Work to do: Can you retype only the lines from the one with "Practice: put a marker on each instance of the water" through the final line of the material, exactly as given?

=== Dataset excerpts ===

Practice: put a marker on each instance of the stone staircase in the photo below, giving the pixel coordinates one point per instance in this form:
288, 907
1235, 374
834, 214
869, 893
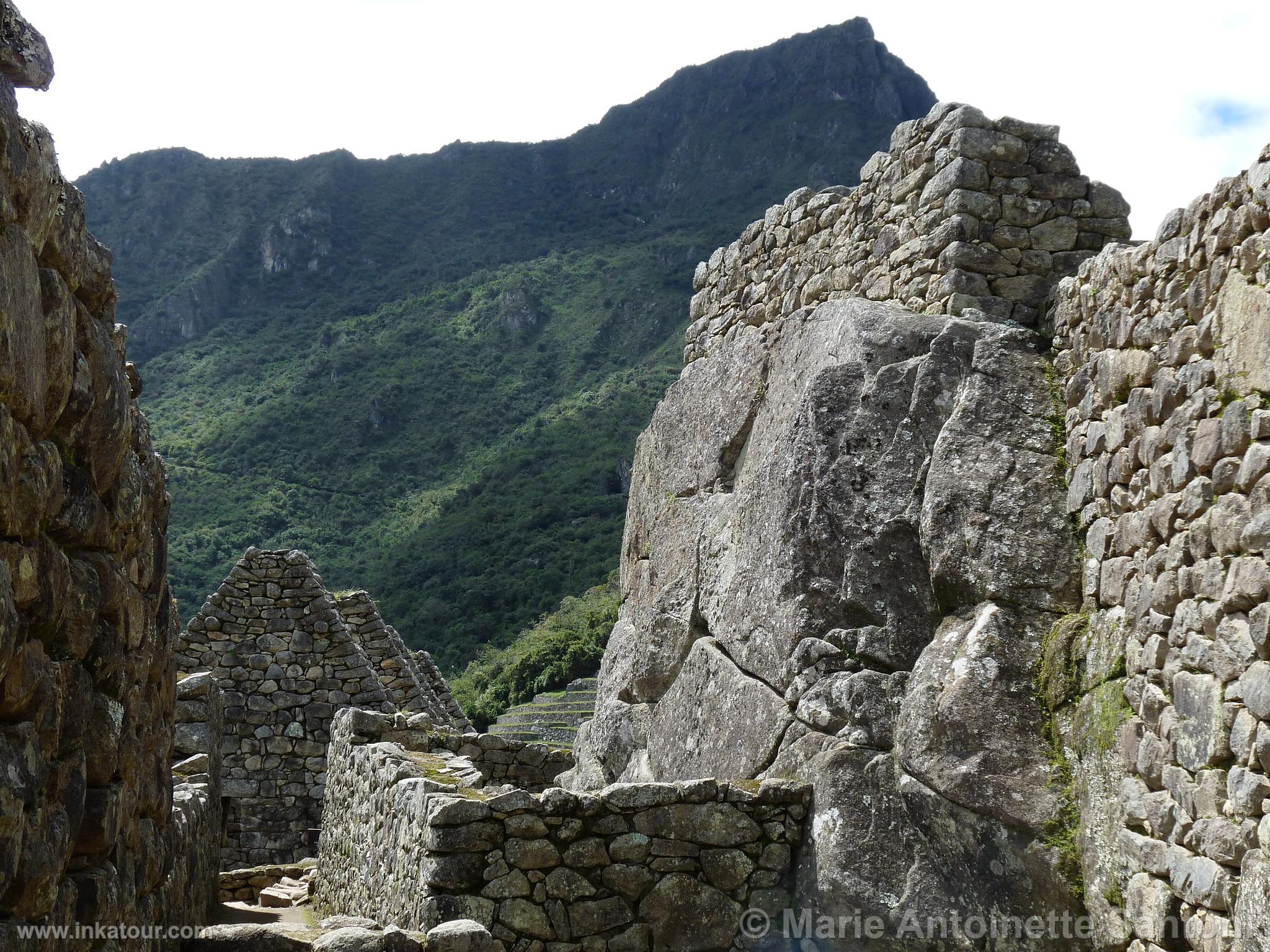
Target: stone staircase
551, 718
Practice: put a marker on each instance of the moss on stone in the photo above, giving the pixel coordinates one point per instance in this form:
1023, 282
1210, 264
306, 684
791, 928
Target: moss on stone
1059, 677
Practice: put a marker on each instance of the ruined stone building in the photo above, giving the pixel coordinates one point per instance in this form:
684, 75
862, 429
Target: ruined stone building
945, 588
287, 655
93, 827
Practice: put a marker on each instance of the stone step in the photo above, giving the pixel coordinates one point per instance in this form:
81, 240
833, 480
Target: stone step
573, 707
544, 718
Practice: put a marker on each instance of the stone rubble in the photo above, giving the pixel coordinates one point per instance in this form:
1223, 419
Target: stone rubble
667, 866
963, 213
287, 658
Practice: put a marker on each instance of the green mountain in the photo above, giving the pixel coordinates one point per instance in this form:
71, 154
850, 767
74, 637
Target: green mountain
430, 371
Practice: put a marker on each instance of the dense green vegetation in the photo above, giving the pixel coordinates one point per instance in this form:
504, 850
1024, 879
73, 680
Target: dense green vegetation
562, 646
430, 371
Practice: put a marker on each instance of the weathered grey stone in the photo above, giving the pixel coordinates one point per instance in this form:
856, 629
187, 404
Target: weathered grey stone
236, 938
459, 936
970, 682
351, 938
689, 915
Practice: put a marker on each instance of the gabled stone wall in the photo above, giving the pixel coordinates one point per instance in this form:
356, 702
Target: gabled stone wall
91, 827
633, 867
1163, 355
432, 674
280, 650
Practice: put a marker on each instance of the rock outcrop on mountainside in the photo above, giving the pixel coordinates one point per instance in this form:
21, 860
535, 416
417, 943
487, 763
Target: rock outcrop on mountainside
849, 546
93, 828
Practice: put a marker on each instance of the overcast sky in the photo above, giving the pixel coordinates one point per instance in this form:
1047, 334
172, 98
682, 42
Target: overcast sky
1158, 99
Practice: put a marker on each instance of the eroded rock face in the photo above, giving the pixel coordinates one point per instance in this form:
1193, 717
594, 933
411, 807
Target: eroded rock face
845, 544
848, 537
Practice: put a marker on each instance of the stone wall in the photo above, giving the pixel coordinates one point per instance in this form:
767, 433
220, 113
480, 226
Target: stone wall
91, 828
280, 650
506, 759
1163, 355
631, 867
432, 674
246, 885
401, 674
192, 886
962, 213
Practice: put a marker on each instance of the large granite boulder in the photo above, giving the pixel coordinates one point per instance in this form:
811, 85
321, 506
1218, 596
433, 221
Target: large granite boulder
845, 544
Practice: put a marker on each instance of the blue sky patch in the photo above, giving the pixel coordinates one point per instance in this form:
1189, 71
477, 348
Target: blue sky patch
1227, 115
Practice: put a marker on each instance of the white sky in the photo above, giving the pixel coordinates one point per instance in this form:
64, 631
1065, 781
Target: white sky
1158, 99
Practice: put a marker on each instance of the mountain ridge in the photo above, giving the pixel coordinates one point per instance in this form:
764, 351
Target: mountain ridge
429, 371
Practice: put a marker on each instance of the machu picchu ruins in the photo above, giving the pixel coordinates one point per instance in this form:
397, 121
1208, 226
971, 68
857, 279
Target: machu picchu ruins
944, 592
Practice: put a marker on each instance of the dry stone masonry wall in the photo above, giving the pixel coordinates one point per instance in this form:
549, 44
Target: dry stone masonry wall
288, 654
432, 676
280, 650
962, 213
633, 867
401, 674
1163, 353
91, 827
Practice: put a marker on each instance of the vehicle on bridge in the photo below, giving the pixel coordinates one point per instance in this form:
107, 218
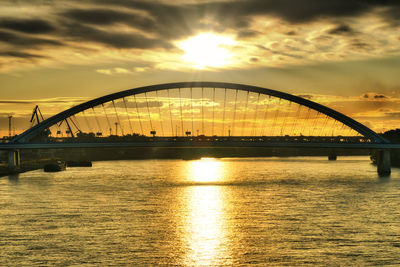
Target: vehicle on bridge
209, 114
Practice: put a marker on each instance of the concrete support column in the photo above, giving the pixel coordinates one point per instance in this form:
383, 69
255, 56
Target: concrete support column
13, 159
332, 154
383, 162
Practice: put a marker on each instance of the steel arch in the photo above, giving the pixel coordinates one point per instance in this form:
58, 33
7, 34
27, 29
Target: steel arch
362, 129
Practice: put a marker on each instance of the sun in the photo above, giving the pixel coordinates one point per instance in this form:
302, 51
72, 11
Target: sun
207, 50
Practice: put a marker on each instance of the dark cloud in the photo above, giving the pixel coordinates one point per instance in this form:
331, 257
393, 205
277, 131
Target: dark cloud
132, 104
114, 39
306, 96
393, 114
23, 40
247, 34
33, 26
20, 55
292, 11
44, 101
374, 96
254, 59
108, 17
342, 29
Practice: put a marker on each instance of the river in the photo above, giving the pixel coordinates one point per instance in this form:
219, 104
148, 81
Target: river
208, 212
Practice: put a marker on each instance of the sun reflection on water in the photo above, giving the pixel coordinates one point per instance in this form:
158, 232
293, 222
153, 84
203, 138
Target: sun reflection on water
206, 170
205, 225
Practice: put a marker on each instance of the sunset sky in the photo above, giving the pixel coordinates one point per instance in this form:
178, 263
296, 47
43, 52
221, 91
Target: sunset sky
341, 53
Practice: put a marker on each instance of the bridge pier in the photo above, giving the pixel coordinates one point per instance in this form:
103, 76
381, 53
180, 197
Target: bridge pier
14, 159
383, 162
332, 154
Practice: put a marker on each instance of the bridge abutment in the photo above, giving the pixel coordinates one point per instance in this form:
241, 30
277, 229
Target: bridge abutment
332, 154
14, 159
383, 162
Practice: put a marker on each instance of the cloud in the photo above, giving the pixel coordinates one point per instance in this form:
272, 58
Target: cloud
32, 26
140, 104
119, 70
115, 39
20, 55
342, 29
374, 96
25, 41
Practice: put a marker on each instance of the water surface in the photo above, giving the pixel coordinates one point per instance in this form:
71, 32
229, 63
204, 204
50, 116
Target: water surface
265, 211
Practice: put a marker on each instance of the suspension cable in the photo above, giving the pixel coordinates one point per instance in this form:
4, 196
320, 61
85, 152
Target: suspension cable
253, 131
87, 122
202, 110
285, 119
295, 120
118, 120
324, 125
191, 108
97, 120
76, 123
180, 106
245, 113
223, 114
159, 113
265, 116
212, 127
127, 115
305, 121
170, 114
138, 114
314, 124
276, 116
148, 111
234, 114
108, 121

===

Worked solution:
Practice: put a marker on each instance of the water surface in the photo above, giving the pixel coordinates one point per instance in this form:
71, 32
229, 63
204, 204
50, 116
Target: water surface
265, 211
Practice: put a marker on each instance of the suspension cable in the photo above, giving the pixel coordinates one point per instance in this form:
4, 196
320, 61
85, 152
Target: suspension cable
253, 131
87, 122
202, 110
285, 119
295, 120
118, 120
324, 125
191, 108
97, 120
76, 123
180, 106
245, 113
223, 114
159, 113
265, 116
212, 127
127, 115
305, 121
170, 114
138, 114
314, 124
276, 116
148, 111
234, 114
108, 121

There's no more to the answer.